### SUPPLIED DATA
▽

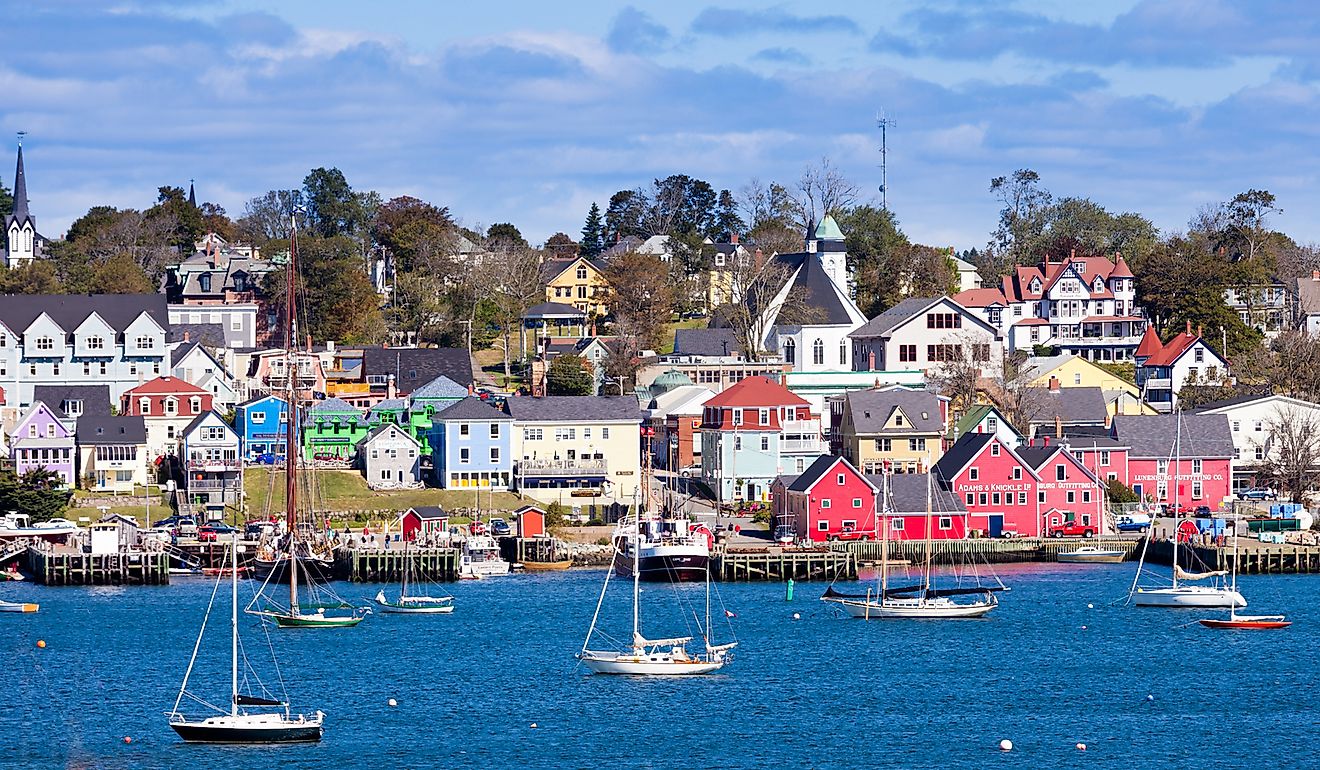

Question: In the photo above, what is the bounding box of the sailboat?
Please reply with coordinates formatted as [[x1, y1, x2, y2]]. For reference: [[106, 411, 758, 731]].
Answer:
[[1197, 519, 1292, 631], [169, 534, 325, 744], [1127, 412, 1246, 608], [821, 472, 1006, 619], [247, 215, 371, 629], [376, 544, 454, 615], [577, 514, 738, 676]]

△
▽

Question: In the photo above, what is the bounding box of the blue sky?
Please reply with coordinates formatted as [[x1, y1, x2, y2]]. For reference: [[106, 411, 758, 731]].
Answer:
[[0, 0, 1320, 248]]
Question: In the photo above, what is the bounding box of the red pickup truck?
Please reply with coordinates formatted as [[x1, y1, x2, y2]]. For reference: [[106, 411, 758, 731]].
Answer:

△
▽

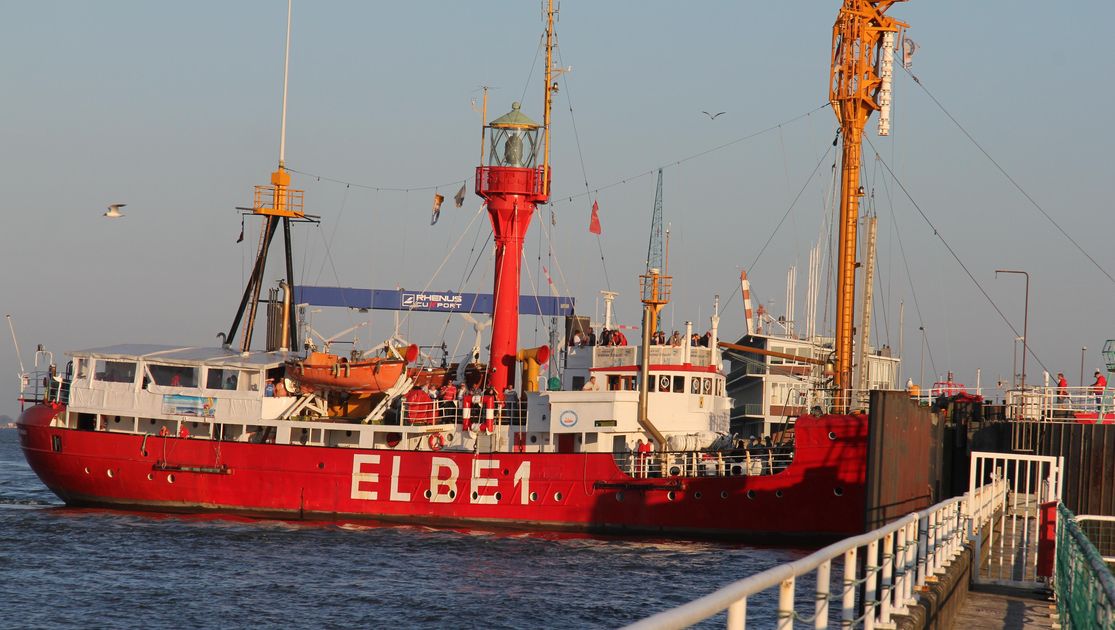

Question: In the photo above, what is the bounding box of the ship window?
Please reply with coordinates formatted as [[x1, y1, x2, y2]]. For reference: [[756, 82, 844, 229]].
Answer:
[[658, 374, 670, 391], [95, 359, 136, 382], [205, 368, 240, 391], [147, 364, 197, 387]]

△

### STATED GOAL
Rewrite only the lines of the records from the line with "of the sailboat?" to the line with "514, 738, 676]]", replacing "sailboat" with "yacht" and leaving all other text unchanged.

### SOLUTION FOR THIS PROBLEM
Question: In the photo above, what is the bounding box of the yacht?
Please reply with coordinates formatted as [[x1, y1, x2, y2]]. For reference: [[106, 411, 758, 731]].
Answer:
[[1197, 519, 1292, 631], [169, 534, 325, 744], [1127, 412, 1246, 608], [821, 472, 1006, 619], [247, 215, 371, 629], [376, 544, 454, 615], [577, 514, 738, 676]]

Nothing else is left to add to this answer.